> [TASK TO COMPLETE] Please reproduce the passage below on inferring biological networks word for word, in full.

> [SELECTED EXCERPT]
══════

The inference of biological networks has important applications, from finding treatment of diseases to engineering of microbes to produce drugs and biofuels.
Biological networks are often drawn as a graph, in which nodes represent biological entities and edges indicate biological connections. These connections are used to describe a variety of biological functions, for example physiochemical interactions (e.g. binding between molecules), chemical transformation (from substrate to product), regulation (activation/inhibition), gene transcription, protein translation, and many more. Inferring such networks from data means identifying the interconnections (or the edges) among biological entities (or the nodes). A subset of this problem that is of particular interest in this project, is the identification of directed edges or arrows. This directionality can be generally thought to mean causality, i.e. A --> B means “A causes B”. The inference of such causal networks from (time-series) biological data is difficult and has motivated community-wide challenges for the creation and assessment of inference methods (see Dialogue on Reverse Engineering Assessment and Method or DREAM challenge). Despite tremendous efforts from different disciplines to tackle this problem, resulting in hundreds of algorithms and examples, such inference is still very much an unsolved problem.

══════

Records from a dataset

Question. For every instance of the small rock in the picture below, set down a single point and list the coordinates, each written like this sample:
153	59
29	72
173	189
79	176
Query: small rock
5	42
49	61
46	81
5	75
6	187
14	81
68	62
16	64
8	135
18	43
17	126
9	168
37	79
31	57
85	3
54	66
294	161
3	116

══════

> [TASK RESPONSE]
The inference of biological networks has important applications, from finding treatment of diseases to engineering of microbes to produce drugs and biofuels.
Biological networks are often drawn as a graph, in which nodes represent biological entities and edges indicate biological connections. These connections are used to describe a variety of biological functions, for example physiochemical interactions (e.g. binding between molecules), chemical transformation (from substrate to product), regulation (activation/inhibition), gene transcription, protein translation, and many more. Inferring such networks from data means identifying the interconnections (or the edges) among biological entities (or the nodes). A subset of this problem that is of particular interest in this project, is the identification of directed edges or arrows. This directionality can be generally thought to mean causality, i.e. A --> B means “A causes B”. The inference of such causal networks from (time-series) biological data is difficult and has motivated community-wide challenges for the creation and assessment of inference methods (see Dialogue on Reverse Engineering Assessment and Method or DREAM challenge). Despite tremendous efforts from different disciplines to tackle this problem, resulting in hundreds of algorithms and examples, such inference is still very much an unsolved problem.